[start SOURCE EXCERPT]

We have the system :

$$\left\{\begin{matrix} L_1 y=y'+y=0\\ L_2 y=y''+y'+y=0 \end{matrix}\right.$$

The order of $L_2 y$, which is $2$, is greater than the order of $L_1 y$, which is $1$.

So it is equivalent to the system

$$\left\{\begin{matrix} L_1 y=0\\ L_2' y=d_1L_1 y-L_2 y=0 \end{matrix}\right. \Rightarrow \left\{\begin{matrix} L_1 y=y'+y=0\\ L_2' y=y''+y'-y''-y'-y=0 \end{matrix}\right. \Rightarrow \left\{\begin{matrix} L_1 y=y'+y=0\\ L_2' y=-y=0 \end{matrix}\right.$$

So multiply at the second equation by $-1$ so that the coefficient of the highest order term is $1$.

[end SOURCE EXCERPT]

Sum up the differential equations excerpt in two sentences. The lines after this point come from a different source.

[start DATA EXTRACT]

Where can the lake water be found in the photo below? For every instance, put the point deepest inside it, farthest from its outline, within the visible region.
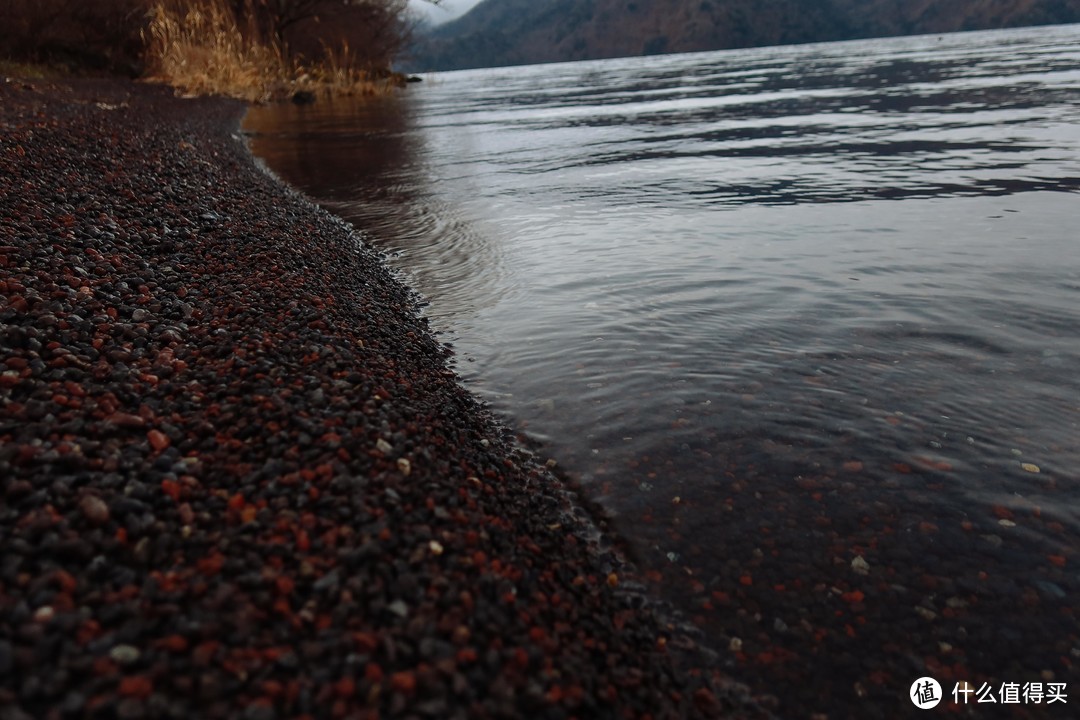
(805, 321)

[end DATA EXTRACT]

## EXPECTED OUTPUT
The system y' + y = 0 and y'' + y' + y = 0 has a second equation of order 2, higher than the first equation's order of 1. So it's replaced by an equivalent system whose second equation, d₁L₁y − L₂y = 0, simplifies to −y = 0, and that equation is then multiplied by −1 so its highest-order term has a coefficient of 1.